EXTRAIT SOURCE ▸
──────

Ainsi sera parachevée dans l’indifférence ou l’ignorance générale la
création d’un nouvel Etat qui privera les Etats démocratiques d’Europe de
l’immense majorité de leurs compétences, les réduisant à des coquilles vides
et à cette impuissance publique dont on aperçoit déjà de multiples signes.
On peut certes compter sur l’éventualité de référendum dans d’autres pays ;
mais cette éventualité n’a rien de sûre et ne pourra que se traduire par des
dérogations accordées à tel ou tel, la France ne formulant plus d’objection
sur aucun sujet. En somme, souverainistes et républicains sont refaits à
moins qu’ils ne parviennent à se mobiliser, ce qui étant donné qu’aucun
signe n’est venu de leur part depuis juin dernier, doit se faire désormais
dans une urgence extrême.
Paul Marie Couteaux
Ce que contient la Constitution européenne remaquillée :
Une Constitution remaquillée est toujours une Constitution. Bon connaisseur
du débat institutionnel européen, M. Bourlanges s’émerveille du " traité
modificatif " adopté le 23 aux petites heures : " Toute la Constitution est
là ! Il n’y manque rien ! " ; et le Monde (24 et 25 juin) peut titrer : "

──────

Partie d'un fichier de données:
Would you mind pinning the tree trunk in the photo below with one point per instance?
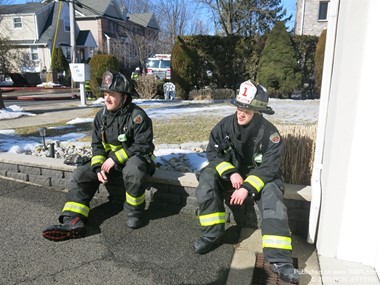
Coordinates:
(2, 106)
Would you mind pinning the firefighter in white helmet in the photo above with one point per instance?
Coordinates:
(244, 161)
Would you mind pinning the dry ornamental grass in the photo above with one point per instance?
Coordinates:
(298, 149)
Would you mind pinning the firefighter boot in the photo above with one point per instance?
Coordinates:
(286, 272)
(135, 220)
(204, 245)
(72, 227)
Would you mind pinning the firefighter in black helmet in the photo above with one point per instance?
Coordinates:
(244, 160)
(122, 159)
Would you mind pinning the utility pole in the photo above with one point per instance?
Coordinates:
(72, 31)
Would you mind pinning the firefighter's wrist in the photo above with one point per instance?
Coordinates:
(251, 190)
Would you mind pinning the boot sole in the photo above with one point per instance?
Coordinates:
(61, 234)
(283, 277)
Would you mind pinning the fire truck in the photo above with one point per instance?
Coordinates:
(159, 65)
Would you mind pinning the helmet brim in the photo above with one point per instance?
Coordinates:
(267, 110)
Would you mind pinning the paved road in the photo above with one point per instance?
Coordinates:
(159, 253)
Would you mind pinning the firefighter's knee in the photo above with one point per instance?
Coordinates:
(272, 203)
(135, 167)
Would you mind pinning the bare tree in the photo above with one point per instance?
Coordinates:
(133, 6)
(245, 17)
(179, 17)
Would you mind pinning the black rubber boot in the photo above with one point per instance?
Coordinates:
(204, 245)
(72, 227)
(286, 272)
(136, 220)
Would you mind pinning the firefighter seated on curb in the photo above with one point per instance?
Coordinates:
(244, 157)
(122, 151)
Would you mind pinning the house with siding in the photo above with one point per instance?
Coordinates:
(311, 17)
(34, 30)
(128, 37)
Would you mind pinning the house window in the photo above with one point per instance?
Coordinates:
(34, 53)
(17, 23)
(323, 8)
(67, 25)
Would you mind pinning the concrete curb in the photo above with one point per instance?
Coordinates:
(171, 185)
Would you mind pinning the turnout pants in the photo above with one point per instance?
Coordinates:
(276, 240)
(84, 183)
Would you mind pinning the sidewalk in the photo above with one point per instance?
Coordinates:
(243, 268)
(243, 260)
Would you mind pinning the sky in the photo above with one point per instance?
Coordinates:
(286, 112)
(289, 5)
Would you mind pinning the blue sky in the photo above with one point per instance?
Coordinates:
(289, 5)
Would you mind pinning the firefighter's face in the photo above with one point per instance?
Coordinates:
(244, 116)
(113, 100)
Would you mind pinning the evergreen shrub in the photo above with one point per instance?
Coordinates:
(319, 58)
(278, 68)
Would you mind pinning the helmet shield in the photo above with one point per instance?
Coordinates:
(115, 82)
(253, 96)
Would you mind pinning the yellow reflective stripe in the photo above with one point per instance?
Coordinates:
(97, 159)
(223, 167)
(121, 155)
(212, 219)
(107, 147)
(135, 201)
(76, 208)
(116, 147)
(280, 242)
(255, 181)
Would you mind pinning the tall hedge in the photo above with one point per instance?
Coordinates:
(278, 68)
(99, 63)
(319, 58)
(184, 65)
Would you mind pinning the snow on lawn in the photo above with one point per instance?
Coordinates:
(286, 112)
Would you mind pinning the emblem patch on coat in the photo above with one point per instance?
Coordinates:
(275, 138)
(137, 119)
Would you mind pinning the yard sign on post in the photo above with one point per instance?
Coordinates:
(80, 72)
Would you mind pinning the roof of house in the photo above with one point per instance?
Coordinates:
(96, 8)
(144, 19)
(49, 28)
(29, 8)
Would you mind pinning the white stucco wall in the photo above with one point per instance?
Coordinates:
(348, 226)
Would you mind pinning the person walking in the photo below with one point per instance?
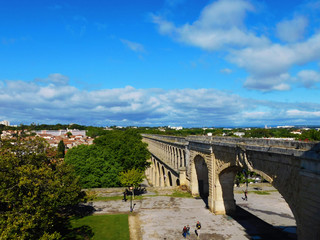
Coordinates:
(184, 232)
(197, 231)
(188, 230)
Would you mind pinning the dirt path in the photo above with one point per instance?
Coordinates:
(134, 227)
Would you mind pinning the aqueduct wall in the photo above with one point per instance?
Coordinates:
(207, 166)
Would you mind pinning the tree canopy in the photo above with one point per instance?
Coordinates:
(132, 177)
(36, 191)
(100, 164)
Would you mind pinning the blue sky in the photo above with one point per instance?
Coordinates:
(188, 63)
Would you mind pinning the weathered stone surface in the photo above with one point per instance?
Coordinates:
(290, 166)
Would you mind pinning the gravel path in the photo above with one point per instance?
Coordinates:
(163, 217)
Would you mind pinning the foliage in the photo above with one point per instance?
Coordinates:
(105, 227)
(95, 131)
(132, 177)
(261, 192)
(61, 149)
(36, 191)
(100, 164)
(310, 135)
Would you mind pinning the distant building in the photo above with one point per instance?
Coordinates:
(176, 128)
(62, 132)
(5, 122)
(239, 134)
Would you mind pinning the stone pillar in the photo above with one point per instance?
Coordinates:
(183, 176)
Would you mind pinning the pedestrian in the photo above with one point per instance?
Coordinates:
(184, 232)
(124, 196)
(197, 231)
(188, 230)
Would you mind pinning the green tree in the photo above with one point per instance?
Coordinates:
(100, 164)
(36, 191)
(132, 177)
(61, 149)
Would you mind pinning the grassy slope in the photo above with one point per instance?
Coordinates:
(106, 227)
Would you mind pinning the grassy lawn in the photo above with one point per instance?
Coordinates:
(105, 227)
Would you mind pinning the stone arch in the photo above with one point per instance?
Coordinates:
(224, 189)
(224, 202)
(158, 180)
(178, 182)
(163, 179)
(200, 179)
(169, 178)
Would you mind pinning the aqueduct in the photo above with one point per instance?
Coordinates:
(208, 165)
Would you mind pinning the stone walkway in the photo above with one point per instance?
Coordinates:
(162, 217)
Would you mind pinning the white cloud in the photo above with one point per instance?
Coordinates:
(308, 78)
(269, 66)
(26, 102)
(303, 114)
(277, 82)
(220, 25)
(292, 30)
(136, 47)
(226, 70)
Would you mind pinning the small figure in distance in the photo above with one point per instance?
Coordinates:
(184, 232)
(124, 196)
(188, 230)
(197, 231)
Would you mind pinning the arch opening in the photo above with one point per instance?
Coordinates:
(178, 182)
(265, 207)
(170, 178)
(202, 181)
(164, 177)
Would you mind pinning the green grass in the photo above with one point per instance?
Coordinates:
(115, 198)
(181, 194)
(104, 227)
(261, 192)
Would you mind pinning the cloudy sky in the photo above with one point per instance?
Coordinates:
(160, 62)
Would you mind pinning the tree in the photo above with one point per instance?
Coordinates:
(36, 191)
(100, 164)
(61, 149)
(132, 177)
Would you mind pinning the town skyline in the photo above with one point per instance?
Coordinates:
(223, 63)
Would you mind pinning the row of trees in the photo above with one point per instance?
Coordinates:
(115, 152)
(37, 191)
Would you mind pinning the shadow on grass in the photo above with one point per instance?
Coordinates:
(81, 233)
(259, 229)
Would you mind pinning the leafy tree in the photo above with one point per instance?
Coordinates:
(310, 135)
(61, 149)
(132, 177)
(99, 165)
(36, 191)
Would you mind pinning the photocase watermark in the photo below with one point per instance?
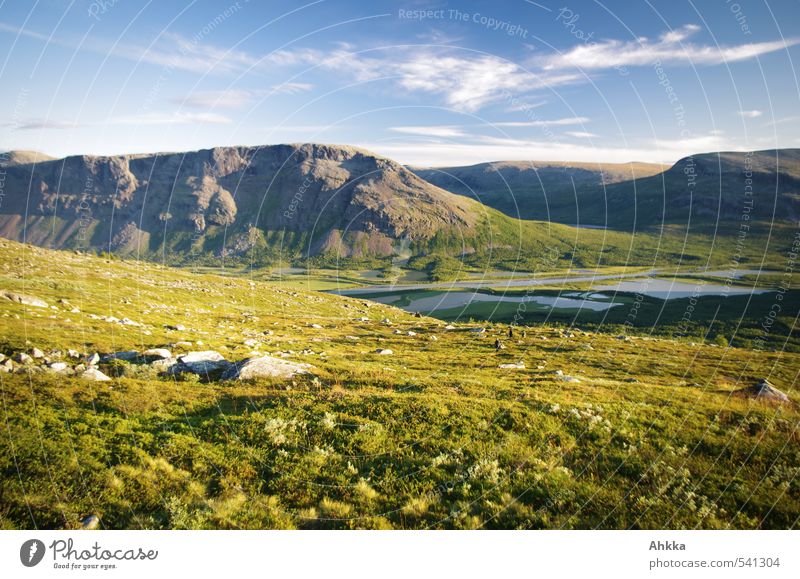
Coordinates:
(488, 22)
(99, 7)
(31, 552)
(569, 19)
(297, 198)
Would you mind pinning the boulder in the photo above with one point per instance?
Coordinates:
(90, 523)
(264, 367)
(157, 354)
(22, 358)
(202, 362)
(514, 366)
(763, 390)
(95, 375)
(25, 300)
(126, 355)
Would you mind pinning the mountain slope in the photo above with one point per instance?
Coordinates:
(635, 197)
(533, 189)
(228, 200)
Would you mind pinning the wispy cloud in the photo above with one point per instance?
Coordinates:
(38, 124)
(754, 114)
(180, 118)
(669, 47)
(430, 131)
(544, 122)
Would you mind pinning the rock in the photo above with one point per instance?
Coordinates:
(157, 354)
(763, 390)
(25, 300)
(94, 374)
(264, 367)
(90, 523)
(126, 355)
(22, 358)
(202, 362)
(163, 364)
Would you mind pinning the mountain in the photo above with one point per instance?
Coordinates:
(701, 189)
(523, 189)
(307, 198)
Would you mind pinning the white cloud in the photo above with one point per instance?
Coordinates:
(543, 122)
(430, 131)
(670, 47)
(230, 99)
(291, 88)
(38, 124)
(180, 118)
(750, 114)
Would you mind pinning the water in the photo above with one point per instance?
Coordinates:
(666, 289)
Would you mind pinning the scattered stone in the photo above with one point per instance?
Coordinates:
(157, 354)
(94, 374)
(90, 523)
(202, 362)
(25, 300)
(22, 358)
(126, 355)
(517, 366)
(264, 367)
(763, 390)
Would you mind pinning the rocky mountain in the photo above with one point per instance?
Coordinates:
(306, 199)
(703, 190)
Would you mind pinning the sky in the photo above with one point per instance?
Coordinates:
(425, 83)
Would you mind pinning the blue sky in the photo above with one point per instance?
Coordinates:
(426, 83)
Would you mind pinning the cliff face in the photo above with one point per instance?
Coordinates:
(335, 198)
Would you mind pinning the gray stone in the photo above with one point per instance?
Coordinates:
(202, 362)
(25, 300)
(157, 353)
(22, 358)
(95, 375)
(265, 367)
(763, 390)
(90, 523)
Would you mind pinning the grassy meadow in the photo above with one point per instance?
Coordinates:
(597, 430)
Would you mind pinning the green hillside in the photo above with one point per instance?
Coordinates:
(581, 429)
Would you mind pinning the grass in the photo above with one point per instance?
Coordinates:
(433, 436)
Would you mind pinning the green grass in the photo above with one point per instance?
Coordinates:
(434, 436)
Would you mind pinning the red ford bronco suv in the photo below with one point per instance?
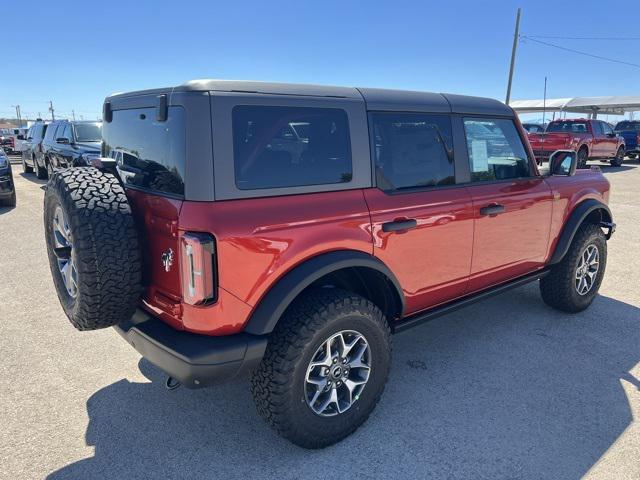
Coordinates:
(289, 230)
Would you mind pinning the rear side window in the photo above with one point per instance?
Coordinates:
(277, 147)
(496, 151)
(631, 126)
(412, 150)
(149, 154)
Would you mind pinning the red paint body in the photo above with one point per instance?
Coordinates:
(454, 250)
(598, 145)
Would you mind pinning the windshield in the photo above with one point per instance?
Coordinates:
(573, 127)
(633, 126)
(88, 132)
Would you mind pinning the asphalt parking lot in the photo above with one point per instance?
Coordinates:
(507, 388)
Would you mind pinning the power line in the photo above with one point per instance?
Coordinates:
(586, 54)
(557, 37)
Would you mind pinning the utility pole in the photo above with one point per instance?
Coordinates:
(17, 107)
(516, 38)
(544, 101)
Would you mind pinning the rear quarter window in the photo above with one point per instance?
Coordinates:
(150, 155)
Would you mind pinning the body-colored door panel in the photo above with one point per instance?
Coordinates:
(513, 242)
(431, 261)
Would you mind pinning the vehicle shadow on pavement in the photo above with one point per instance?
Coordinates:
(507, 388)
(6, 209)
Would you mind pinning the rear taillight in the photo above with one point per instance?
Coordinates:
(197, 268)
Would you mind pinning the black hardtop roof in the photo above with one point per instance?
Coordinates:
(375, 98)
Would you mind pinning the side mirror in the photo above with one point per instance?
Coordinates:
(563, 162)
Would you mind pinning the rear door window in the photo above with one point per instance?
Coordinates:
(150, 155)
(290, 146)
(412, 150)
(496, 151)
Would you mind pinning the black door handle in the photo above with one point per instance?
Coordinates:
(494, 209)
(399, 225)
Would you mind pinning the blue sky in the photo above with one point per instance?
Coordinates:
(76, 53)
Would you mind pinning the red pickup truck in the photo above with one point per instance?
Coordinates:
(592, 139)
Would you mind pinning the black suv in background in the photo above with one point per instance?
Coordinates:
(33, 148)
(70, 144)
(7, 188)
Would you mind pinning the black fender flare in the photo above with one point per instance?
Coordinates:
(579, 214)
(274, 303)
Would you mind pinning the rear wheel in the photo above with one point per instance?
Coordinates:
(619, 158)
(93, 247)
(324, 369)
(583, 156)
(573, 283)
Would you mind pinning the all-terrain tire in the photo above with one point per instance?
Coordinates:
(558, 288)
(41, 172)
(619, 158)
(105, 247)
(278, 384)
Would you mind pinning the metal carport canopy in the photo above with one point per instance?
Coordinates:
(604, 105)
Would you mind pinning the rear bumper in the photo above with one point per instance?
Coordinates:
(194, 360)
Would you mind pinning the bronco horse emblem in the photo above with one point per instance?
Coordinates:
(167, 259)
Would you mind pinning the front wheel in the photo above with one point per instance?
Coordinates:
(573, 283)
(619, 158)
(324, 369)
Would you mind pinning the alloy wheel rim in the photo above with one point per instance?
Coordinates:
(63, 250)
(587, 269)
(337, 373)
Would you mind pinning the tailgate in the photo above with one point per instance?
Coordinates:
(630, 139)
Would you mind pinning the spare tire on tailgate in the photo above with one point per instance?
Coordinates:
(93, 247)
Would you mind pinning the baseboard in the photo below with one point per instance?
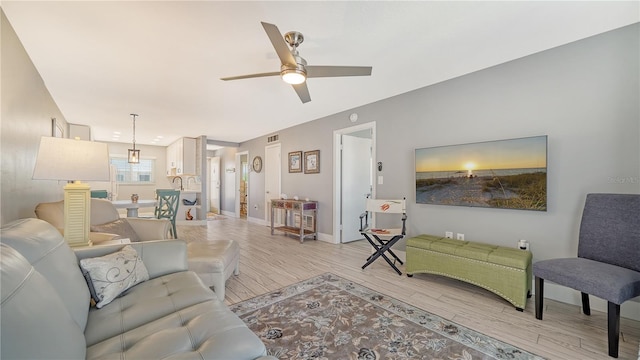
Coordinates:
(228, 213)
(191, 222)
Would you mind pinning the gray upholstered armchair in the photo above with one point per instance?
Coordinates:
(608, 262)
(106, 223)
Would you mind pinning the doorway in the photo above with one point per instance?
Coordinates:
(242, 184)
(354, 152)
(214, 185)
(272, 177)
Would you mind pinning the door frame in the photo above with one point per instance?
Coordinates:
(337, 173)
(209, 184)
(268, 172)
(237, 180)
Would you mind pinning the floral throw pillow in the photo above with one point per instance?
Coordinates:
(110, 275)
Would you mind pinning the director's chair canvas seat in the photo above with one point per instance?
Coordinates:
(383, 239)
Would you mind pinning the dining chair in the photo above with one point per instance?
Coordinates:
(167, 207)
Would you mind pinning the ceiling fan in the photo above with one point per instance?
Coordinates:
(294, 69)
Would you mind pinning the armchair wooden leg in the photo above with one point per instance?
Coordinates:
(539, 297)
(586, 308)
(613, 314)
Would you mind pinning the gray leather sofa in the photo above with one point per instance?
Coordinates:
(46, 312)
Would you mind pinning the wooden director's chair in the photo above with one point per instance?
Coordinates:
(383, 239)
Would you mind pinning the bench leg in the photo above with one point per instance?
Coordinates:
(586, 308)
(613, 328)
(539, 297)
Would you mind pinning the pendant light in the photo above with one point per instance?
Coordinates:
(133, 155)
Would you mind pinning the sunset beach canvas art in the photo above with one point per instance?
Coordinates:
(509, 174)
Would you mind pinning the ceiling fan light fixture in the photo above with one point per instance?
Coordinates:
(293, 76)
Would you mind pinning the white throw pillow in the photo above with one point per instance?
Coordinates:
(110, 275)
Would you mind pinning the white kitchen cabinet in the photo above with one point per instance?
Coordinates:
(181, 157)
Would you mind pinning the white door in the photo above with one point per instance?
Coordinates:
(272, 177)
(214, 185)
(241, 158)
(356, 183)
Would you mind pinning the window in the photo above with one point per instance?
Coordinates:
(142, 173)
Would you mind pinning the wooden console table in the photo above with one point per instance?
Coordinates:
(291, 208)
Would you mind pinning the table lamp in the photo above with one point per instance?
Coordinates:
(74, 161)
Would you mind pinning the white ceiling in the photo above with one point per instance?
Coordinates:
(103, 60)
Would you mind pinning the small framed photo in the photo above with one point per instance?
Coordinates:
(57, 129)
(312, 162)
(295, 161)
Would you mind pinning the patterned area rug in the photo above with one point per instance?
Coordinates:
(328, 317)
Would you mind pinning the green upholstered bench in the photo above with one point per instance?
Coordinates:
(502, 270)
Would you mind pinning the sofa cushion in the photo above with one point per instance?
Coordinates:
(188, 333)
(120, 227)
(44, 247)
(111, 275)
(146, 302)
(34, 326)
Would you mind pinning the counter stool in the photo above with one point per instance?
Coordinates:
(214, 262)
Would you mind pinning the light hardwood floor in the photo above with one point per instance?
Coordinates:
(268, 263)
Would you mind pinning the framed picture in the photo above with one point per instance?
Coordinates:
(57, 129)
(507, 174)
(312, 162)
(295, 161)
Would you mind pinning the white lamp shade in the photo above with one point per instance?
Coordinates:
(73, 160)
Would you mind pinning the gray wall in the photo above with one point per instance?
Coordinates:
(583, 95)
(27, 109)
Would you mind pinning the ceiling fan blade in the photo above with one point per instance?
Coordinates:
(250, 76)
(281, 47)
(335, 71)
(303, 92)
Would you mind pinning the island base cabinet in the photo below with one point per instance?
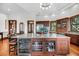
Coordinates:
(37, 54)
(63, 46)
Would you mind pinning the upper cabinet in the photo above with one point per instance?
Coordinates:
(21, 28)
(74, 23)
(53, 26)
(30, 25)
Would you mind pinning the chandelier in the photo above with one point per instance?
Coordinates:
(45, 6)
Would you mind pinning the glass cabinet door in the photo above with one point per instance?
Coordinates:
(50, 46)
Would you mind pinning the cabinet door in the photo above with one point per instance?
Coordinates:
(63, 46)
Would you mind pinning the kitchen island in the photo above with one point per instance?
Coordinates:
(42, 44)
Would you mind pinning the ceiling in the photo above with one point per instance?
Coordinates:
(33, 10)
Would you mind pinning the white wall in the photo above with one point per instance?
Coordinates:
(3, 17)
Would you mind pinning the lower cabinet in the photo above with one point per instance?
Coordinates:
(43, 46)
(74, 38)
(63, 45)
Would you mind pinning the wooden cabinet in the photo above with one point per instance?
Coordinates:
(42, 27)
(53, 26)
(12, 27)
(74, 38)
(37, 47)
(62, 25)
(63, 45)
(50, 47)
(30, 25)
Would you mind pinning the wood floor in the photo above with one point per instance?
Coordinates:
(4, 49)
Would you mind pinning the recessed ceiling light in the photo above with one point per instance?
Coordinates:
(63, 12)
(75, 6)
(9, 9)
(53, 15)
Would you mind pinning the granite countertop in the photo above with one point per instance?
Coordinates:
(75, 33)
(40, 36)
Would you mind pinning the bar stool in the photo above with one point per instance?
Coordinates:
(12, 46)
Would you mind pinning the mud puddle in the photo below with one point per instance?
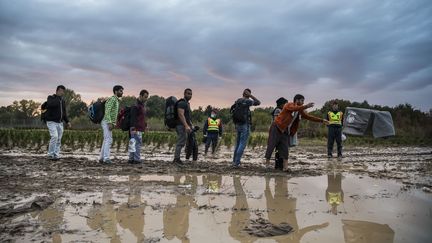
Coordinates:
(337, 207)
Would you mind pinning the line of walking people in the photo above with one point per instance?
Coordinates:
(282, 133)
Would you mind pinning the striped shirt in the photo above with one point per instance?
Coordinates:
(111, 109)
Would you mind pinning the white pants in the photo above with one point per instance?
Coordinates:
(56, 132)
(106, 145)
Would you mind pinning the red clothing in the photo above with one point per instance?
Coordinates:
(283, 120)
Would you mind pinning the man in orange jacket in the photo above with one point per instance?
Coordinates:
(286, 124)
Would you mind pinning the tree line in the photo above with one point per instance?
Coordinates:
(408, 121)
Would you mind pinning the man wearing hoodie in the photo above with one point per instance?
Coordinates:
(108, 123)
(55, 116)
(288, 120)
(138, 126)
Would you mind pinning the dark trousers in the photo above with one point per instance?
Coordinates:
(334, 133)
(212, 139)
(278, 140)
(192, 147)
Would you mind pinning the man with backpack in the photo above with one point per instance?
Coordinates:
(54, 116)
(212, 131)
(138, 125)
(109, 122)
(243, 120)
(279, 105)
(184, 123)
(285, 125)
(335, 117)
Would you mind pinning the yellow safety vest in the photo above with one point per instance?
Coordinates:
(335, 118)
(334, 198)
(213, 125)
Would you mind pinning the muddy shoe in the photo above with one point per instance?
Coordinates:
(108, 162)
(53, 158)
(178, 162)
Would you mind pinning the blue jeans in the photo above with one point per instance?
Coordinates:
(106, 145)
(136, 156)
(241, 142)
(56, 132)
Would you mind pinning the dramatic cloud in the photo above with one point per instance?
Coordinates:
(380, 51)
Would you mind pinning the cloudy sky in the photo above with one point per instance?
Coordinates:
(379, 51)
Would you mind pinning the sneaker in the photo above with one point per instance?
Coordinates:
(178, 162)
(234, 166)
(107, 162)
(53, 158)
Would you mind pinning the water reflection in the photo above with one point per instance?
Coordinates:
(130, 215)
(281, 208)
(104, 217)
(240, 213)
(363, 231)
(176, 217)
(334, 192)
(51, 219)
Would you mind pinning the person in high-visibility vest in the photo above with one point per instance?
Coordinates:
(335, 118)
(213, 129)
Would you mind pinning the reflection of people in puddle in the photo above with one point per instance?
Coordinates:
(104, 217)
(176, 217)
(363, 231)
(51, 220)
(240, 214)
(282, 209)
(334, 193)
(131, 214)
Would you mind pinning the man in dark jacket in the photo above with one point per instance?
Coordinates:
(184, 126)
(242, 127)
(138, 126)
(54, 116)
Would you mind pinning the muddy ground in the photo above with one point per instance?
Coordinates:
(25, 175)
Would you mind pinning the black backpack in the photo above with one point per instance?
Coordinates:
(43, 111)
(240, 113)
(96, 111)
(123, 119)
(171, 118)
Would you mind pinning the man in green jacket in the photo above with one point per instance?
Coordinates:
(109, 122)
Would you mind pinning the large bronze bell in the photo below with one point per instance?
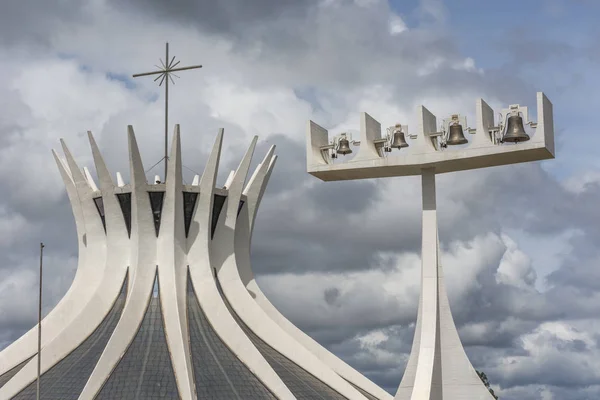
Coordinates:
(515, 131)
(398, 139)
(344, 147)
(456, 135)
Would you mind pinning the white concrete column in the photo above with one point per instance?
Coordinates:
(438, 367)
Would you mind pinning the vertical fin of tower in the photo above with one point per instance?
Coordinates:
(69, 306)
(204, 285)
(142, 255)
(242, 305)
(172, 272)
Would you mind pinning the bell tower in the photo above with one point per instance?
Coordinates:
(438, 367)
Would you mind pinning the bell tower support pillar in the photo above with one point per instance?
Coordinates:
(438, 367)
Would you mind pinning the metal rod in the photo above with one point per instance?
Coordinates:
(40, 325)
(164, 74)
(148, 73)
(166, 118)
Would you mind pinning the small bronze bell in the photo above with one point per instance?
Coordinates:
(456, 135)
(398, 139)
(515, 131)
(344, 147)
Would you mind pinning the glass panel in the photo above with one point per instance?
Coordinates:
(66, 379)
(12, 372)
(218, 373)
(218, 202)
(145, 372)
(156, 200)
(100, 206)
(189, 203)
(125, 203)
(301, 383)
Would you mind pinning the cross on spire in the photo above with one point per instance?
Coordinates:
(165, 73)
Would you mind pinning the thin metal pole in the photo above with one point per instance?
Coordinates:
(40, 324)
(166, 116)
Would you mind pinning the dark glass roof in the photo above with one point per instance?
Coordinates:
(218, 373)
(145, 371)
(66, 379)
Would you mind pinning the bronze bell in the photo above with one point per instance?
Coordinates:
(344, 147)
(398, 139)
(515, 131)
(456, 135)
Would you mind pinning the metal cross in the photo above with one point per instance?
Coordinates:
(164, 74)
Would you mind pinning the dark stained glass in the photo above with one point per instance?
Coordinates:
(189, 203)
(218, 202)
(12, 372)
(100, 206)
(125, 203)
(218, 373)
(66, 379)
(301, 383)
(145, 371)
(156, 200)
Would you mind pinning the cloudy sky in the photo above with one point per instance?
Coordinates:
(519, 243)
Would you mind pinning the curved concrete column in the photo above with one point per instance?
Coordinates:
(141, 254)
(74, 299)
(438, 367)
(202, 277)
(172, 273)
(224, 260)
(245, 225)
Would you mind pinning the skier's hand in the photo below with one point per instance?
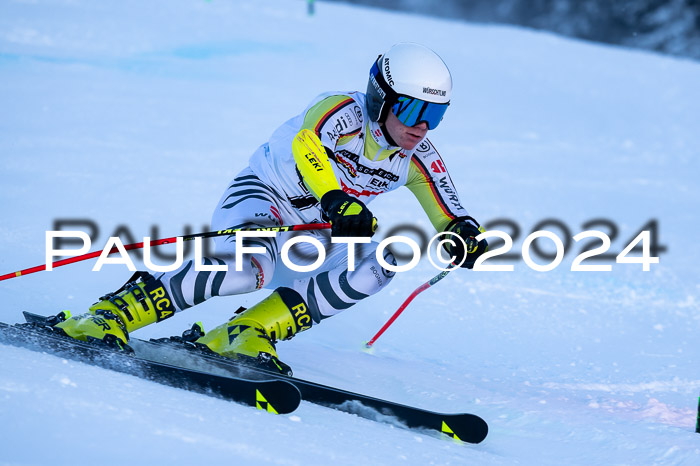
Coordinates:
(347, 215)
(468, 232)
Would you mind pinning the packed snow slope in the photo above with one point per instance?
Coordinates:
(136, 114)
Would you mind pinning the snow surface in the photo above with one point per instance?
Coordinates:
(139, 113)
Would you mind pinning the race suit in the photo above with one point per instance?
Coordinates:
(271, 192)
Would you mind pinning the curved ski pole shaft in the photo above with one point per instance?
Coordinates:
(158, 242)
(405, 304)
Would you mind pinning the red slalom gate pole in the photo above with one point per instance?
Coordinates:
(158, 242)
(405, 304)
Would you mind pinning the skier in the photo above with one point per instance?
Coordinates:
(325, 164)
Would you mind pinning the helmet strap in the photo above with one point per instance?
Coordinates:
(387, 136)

──────

EXERCICES ▸
1. Relevez toutes les indications de jour ou de mois que contient l'extrait source, en citant les mots du texte.
2. Résumez l'extrait source en trois phrases.

RÉPONSES COMPLÈTES ▸
1.
- « juin dernier »
- « le 23 »
- « 24 et 25 juin »

2. Selon le texte, la création d'un nouvel État privera les États démocratiques d'Europe de la plupart de leurs compétences, dans l'indifférence ou l'ignorance générale. D'éventuels référendums dans d'autres pays restent incertains et n'aboutiraient qu'à des dérogations, si bien que souverainistes et républicains doivent se mobiliser de toute urgence. Une Constitution remaquillée reste une Constitution, et M. Bourlanges affirme que toute la Constitution se retrouve dans le « traité modificatif » adopté le 23.